Task brief:
Among the entries that follow, find the lines holding "lighthouse" and say how many there are, with no other words.

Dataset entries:
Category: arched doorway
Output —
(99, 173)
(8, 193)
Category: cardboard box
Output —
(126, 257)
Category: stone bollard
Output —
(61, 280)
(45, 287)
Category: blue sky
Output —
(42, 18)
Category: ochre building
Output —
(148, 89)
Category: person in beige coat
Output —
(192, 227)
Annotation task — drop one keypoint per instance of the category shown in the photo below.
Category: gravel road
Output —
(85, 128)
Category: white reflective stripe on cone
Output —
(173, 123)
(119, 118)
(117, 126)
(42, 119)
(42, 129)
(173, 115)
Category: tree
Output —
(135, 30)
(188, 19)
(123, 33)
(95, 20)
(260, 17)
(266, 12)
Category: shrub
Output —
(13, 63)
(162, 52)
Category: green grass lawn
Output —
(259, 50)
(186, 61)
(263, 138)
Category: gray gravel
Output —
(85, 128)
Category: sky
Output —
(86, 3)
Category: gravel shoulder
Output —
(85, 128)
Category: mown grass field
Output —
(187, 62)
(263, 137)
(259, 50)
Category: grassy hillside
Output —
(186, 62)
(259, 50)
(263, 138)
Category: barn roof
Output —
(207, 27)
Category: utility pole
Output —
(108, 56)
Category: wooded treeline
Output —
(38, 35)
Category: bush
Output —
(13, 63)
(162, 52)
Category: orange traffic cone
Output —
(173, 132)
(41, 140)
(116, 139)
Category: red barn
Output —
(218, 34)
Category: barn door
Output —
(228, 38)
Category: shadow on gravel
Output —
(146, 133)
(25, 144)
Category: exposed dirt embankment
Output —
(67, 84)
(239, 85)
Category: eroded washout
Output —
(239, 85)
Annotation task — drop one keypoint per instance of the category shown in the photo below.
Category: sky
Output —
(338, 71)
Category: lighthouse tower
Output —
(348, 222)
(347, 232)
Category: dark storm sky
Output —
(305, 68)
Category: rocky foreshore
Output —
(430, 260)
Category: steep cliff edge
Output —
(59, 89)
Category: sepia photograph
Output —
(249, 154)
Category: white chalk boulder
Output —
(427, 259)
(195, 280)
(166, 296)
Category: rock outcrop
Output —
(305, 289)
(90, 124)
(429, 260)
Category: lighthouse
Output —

Problem solution:
2